SOLICITUD A: Reproduce sin cambios el tramo del listado que va desde la línea que contiene "Objective — a point for each instance of the white car" hasta el final del listado, ambos extremos incluidos.

TEXTO PROPORCIONADO:
Asistí hace un
par de semanas al curso prematrimonial que exige la Iglesia Católica a sus
fieles como requisito para recibir el sacramento del matrimonio. Fui a parar
allí, como parte de los acuerdos que –en sana democracia– hemos alcanzado con
mi novia, teniendo en cuenta que mi militancia espiritual está lejos, por decir
lo menos, de la Iglesia de Roma.
La experiencia,
tortuosa como es, al final resulta útil. Me explico. Al llegar a un
naturalmente helado colegio de monjas en la calle 153 de Bogotá un sábado, nos
encontramos con dos amables parejas que serían los anfitriones durante ese fin
de semana. El primer contacto entre ellos y el grupo de 14 parejas empieza en
el momento en que sugieren que, para romper el hielo, no queda más remedio que
la obvia presentación de todos los futuros contrayentes, respondiendo con los datos
biográficos y profesionales básicos y un cuestionamiento adicional sobre el
momento en que la gracia de Dios descendió sobre nosotros y elegimos el rito
católico para nuestro casamiento, todo debidamente impreso en una tira de
papel, idéntica a la que en otros momentos sirvió como materia prima para
bodoques.

DATOS REGISTRADOS:
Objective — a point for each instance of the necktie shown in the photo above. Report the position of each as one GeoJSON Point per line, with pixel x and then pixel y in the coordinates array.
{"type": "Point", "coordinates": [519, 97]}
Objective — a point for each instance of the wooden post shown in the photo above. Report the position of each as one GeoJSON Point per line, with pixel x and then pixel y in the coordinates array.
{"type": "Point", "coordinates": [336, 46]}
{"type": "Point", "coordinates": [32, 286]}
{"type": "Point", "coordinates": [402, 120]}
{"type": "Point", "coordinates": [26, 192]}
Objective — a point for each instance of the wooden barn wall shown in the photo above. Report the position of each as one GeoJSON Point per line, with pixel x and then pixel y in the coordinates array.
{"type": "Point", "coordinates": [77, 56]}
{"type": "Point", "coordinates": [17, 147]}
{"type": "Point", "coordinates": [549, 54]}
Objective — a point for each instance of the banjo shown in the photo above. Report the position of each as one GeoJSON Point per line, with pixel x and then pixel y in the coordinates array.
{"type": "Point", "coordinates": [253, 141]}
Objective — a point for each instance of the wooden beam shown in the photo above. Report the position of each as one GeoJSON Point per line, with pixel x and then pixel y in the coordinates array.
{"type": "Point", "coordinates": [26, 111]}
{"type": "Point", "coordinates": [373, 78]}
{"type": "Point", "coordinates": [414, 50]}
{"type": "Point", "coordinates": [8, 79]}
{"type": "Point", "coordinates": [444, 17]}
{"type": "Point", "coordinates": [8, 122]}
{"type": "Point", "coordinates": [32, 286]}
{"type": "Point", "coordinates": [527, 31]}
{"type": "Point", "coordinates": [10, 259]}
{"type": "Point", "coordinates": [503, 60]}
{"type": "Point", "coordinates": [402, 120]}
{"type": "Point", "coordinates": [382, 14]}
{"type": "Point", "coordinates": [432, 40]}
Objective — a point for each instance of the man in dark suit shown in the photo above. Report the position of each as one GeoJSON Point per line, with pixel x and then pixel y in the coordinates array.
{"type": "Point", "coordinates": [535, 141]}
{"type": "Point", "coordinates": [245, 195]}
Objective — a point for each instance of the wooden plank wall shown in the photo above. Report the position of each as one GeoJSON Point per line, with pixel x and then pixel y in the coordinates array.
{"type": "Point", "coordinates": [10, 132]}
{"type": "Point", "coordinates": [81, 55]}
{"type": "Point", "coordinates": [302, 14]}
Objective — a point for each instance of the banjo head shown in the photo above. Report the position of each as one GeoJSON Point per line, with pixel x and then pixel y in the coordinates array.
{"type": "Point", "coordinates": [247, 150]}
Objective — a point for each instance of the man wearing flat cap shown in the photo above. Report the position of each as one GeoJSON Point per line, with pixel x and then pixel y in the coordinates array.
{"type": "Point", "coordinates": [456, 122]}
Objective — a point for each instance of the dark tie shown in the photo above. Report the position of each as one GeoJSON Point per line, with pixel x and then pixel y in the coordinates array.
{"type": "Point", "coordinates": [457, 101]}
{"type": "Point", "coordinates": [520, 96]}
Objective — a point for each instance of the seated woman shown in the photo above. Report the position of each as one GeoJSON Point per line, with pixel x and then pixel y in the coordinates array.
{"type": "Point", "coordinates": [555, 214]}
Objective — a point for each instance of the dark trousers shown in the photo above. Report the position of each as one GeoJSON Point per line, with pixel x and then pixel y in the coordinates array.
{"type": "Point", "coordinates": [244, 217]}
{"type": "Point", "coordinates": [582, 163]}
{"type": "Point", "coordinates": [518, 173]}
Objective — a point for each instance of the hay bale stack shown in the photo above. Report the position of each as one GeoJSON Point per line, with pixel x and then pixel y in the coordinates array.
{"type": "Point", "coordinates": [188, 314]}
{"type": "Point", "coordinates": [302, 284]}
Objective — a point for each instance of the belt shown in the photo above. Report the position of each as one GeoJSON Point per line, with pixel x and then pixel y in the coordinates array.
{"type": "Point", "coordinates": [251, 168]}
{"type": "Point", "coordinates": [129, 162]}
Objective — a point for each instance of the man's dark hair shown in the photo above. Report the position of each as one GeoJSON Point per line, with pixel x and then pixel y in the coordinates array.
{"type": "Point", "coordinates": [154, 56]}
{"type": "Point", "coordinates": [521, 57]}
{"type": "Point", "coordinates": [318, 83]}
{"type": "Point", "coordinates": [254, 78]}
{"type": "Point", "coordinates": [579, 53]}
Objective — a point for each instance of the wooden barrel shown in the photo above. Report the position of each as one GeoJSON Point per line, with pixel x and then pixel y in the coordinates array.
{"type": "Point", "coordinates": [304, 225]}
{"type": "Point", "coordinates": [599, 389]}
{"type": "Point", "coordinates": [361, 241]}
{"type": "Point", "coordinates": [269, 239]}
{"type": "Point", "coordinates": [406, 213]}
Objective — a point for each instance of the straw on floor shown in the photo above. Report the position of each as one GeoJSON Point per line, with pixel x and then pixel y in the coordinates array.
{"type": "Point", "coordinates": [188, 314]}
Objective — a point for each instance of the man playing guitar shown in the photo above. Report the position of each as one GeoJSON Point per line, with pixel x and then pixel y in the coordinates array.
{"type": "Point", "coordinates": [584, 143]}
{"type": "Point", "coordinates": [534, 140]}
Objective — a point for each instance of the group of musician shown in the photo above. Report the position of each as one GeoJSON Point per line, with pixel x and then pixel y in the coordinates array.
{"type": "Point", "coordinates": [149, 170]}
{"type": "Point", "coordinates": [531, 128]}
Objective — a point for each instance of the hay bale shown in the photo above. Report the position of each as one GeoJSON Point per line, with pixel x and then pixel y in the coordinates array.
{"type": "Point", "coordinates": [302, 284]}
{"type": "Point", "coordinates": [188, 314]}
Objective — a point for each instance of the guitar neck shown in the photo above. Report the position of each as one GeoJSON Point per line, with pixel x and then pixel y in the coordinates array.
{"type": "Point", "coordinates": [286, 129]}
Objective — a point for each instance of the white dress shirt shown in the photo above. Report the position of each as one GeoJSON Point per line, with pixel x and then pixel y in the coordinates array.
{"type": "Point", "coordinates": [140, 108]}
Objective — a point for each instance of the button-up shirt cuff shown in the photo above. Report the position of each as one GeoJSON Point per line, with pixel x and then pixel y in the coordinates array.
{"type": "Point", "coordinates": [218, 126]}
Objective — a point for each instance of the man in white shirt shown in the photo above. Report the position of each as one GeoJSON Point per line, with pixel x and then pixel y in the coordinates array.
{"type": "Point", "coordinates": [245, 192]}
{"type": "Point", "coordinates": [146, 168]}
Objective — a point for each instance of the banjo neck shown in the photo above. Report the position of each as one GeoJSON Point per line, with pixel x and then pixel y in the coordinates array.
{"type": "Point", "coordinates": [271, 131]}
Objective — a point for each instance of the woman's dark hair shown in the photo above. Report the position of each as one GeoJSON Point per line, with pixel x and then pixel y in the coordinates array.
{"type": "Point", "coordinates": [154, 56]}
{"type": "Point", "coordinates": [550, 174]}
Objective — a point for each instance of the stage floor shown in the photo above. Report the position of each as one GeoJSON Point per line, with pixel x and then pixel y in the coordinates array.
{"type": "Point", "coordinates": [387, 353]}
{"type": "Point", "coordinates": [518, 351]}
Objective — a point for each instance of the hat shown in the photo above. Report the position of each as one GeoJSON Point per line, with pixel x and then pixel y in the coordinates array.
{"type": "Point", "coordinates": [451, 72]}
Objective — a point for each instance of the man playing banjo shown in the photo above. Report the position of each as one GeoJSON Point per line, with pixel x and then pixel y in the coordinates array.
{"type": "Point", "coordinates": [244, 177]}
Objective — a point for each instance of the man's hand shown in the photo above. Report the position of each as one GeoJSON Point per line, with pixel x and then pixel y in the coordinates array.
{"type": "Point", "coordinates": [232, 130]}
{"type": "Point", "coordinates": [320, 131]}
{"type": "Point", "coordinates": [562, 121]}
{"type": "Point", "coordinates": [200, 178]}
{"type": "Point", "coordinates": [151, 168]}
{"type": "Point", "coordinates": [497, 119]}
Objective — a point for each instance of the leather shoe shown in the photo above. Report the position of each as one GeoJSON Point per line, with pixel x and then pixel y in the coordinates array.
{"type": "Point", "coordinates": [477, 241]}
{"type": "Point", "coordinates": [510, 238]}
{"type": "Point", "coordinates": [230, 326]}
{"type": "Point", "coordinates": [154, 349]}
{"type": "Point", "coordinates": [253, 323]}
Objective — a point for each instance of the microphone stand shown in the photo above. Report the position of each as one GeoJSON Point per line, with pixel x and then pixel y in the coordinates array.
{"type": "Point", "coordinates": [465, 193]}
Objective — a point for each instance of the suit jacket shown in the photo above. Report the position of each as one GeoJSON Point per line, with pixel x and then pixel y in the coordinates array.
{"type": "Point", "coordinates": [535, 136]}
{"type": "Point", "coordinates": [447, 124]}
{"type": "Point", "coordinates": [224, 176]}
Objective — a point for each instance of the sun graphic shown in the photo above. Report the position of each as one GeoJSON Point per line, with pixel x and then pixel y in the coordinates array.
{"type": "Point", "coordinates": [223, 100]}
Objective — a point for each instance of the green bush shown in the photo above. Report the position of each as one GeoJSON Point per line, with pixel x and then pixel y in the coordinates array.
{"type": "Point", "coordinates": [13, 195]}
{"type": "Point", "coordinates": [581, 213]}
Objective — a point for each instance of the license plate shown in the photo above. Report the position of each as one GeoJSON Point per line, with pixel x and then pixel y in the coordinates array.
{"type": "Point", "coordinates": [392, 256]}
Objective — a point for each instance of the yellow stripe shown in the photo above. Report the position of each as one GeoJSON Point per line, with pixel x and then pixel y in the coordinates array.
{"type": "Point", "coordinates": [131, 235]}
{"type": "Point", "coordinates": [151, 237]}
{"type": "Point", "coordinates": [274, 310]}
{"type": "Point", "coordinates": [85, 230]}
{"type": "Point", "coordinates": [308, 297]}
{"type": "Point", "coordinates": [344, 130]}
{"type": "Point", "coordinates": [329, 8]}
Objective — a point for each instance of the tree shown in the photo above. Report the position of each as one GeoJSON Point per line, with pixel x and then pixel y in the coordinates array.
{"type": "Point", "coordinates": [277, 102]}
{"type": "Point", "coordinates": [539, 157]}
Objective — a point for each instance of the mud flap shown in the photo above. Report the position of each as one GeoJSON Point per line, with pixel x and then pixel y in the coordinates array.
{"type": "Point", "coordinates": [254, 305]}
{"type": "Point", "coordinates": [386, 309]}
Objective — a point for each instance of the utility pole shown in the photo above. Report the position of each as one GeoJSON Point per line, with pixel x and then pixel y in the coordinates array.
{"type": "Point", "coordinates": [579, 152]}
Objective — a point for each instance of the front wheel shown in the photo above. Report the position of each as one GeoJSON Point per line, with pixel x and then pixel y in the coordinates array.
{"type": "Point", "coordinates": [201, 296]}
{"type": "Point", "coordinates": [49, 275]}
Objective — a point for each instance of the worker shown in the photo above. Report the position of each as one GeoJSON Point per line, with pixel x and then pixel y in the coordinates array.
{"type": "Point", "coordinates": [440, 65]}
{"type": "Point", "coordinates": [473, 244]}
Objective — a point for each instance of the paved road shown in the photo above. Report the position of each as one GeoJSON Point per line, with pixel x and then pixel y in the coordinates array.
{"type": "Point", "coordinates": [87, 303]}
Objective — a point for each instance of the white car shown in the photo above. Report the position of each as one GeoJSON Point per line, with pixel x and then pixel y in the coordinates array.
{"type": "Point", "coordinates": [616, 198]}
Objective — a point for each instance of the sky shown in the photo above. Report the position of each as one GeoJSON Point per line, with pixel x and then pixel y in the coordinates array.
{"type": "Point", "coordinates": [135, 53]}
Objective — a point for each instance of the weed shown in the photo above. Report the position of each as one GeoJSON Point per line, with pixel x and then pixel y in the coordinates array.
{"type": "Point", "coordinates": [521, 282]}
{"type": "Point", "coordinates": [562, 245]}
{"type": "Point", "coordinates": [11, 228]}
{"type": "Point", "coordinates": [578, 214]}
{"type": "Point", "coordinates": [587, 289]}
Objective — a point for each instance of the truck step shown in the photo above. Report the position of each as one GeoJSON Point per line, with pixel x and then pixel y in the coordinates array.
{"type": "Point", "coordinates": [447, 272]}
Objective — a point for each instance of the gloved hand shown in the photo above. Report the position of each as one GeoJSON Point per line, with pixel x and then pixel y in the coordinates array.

SOLICITUD B: Según el texto proporcionado, ¿en qué calle de Bogotá estaba el colegio de monjas donde se dio el curso?

RESULTADO A:
Objective — a point for each instance of the white car shown in the photo above. Report the position of each as one GeoJSON Point per line, with pixel x and then pixel y in the coordinates array.
{"type": "Point", "coordinates": [616, 198]}
Objective — a point for each instance of the sky shown in the photo above. Report the position of each as one GeoJSON Point per line, with pixel x and then pixel y in the coordinates array.
{"type": "Point", "coordinates": [135, 53]}
Objective — a point for each instance of the weed shown in the photo above. Report the position of each as one GeoJSON Point per line, with pixel x and then pixel y in the coordinates array.
{"type": "Point", "coordinates": [521, 282]}
{"type": "Point", "coordinates": [562, 245]}
{"type": "Point", "coordinates": [11, 228]}
{"type": "Point", "coordinates": [578, 214]}
{"type": "Point", "coordinates": [587, 289]}
Objective — a point for each instance of the truck step shown in the photo above. Report the position of each as one GeoJSON Point per line, with pixel x and then pixel y in the coordinates array.
{"type": "Point", "coordinates": [447, 272]}
Objective — a point for each instance of the gloved hand shown in the photo above. Report the position of each as one GeoJSON Point per line, with pixel x and then pixel y in the coordinates array.

RESULTADO B: En la calle 153.